EXCERPT PROVIDED
════════════════
The paper presents efficient schemes to address two fundamental issues (i.e., handover prediction and AP selection) in cognitive Wi-Fi networks. The proposed schemes uses data-driven machine learning algorithms to solve the two problems. The results are compared with traditional methods to validate the benefits of the proposed scheme. The paper also proposes useful datasets to train the machine learning algorithms for robust performance. The datasets used in this study are acquired using simulations performed in network simulator (ns-3) [30] and Mininet [31] emulator. An interesting contribution is the use of ns-3 building class in the simulation which is not used in previous related works to the best of our knowledge. The use of ns-3 building class allows simulating both indoor and outdoor scenarios by configuring buildings, floors, rooms and other real-world structures in simulation to acquire more realistic datasets.

The rest of the paper is organized as follow: Sect. 2 presents the state-of-the-art approaches to solve the handover prediction and AP selection problems. Section 3 describes the proposed scheme. Section 4 explains the methodology used to evaluate the performance of the proposed scheme. The evaluation results are reported in Sect. 5. Lastly, conclusions are drawn in Sect. 6.

2 Related Work

A cognitive network is a modern network architecture that is fully aware of the network state and can adapt to the varying network conditions. Such a network learns from these adaptations to make future decisions to achieve the end-to-end performance goals. Several prototypes for realizing cognitive networks are proposed in the last few years [12, 13, 41]. To realize efficient and scalable cognitive networks, machine learning techniques are being used in [42, 43]. ML algorithms can be used for sophisticated learning and decisions-making in large and complex wireless networks where analytical methods do not meet the required performance requirements. Machine learning techniques are applied to several problems in wireless networks, e.g. throughput estimation [34, 44], interference classification [27], delay analysis [35] and channel migration strategy [45].

In [46], authors address the problem of throughput estimation for TCP flows in Wide Area Networks (WAN). The authors used Support Vector Regression (SVR) on dataset obtained using a laboratory testbed. The prediction accuracy is evaluated using “relative prediction error” metric. In [33], authors address the TCP throughput prediction in cellular (3G/HSPA) networks using seven prediction algorithms and compared the prediction accuracy of each using the root-mean-squared error (RMSE) metric. In [32], authors propose a throughput estimation strategy in Long Term Evolution (LTE) cellular network using several network parameters such as RSSI, Signal-to-Noise Ratio (SNR), Reference Signal Received Quality (RSRQ) and Reference Signal Received Power (RSRP). The authors used three machine-learning algorithms namely Generalized Linear Model (GLM), Artificial Neural Networks (ANN) and Random Forests (RF), to evaluate the predictor performance (Table 1).
════════════════
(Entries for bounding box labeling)

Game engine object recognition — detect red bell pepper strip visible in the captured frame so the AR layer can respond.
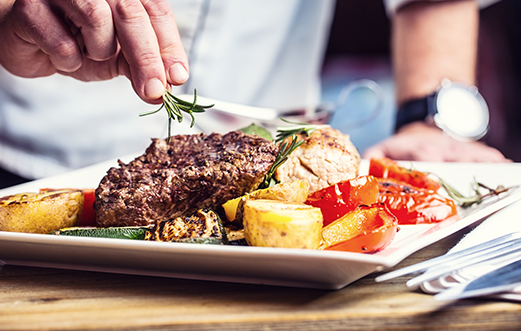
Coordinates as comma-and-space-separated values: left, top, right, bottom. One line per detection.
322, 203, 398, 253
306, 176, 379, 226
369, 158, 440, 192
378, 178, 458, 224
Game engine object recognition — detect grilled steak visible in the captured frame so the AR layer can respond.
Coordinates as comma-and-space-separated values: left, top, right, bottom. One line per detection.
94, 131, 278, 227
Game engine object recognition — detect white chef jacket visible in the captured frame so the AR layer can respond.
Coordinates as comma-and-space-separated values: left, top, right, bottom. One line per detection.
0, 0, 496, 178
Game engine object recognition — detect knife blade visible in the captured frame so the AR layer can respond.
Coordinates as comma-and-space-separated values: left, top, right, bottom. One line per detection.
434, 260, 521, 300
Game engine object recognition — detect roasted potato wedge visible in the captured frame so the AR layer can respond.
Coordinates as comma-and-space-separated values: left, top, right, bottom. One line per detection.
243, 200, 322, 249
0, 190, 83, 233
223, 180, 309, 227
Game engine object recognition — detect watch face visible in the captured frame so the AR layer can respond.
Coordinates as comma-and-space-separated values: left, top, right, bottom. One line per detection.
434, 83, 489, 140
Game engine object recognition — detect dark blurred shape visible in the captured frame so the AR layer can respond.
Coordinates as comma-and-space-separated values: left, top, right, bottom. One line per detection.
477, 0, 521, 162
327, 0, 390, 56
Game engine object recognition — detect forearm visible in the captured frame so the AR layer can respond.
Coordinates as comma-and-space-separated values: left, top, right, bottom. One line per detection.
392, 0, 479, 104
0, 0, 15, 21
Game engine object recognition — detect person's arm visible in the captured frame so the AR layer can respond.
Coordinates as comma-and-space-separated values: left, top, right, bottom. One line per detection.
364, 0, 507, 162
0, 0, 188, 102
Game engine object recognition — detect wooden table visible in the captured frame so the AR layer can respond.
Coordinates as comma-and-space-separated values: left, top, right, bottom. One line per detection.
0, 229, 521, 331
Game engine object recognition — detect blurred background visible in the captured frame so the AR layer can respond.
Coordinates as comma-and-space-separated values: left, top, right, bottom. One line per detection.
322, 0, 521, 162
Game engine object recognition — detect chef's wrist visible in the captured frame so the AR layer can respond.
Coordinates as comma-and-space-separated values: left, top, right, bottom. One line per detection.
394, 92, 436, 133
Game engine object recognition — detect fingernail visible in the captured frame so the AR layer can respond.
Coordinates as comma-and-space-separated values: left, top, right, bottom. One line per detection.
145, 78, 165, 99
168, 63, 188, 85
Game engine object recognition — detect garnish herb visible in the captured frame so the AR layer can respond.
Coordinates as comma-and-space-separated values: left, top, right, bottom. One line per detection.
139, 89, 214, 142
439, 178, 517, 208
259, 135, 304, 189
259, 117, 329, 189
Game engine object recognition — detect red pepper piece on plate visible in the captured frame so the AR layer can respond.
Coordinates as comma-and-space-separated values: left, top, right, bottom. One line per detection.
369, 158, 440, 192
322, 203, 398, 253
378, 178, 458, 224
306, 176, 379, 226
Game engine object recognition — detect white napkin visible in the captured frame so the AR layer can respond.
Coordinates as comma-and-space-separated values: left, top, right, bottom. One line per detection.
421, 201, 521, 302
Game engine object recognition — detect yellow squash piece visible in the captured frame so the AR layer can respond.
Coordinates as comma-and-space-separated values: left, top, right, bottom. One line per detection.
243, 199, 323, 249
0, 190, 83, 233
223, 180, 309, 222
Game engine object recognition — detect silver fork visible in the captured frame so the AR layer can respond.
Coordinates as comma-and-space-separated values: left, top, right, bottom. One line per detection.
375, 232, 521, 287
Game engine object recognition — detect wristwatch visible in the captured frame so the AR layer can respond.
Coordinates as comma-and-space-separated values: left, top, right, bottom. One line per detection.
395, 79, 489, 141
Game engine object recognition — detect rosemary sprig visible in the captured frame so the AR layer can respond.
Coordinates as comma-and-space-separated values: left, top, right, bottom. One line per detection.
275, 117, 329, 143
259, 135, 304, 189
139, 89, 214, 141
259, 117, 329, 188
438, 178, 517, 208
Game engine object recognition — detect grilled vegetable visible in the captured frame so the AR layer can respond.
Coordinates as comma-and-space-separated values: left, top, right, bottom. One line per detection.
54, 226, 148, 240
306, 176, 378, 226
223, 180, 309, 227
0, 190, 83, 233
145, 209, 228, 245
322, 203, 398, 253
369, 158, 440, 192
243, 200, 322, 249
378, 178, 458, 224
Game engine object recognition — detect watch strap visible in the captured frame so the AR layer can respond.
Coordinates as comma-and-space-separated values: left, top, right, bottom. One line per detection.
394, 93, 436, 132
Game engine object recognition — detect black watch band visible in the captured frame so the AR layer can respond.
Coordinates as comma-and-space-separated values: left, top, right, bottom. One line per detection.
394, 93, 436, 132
════════════════
GIVEN TASK 1
Echo the stretch of the cognitive Wi-Fi excerpt from "2 Related Work" through "migration strategy [45].", word for word.
GIVEN TASK 2
Decide whether each statement agrees with the cognitive Wi-Fi excerpt, answering yes or no and quoting the words that settle it: (a) The datasets in the study were acquired through simulations in ns-3 and the Mininet emulator. (b) The work in [33] compared prediction accuracy using the relative prediction error metric. (c) The evaluation results are reported in Section 4.
The records have no part in this.

WRITTEN RESPONSE 1
2 Related Work

A cognitive network is a modern network architecture that is fully aware of the network state and can adapt to the varying network conditions. Such a network learns from these adaptations to make future decisions to achieve the end-to-end performance goals. Several prototypes for realizing cognitive networks are proposed in the last few years [12, 13, 41]. To realize efficient and scalable cognitive networks, machine learning techniques are being used in [42, 43]. ML algorithms can be used for sophisticated learning and decisions-making in large and complex wireless networks where analytical methods do not meet the required performance requirements. Machine learning techniques are applied to several problems in wireless networks, e.g. throughput estimation [34, 44], interference classification [27], delay analysis [35] and channel migration strategy [45].

WRITTEN RESPONSE 2
(a) Yes: "The datasets used in this study are acquired using simulations performed in network simulator (ns-3) [30] and Mininet [31] emulator."
(b) No: "compared the prediction accuracy of each using the root-mean-squared error (RMSE) metric."
(c) No: "The evaluation results are reported in Sect. 5."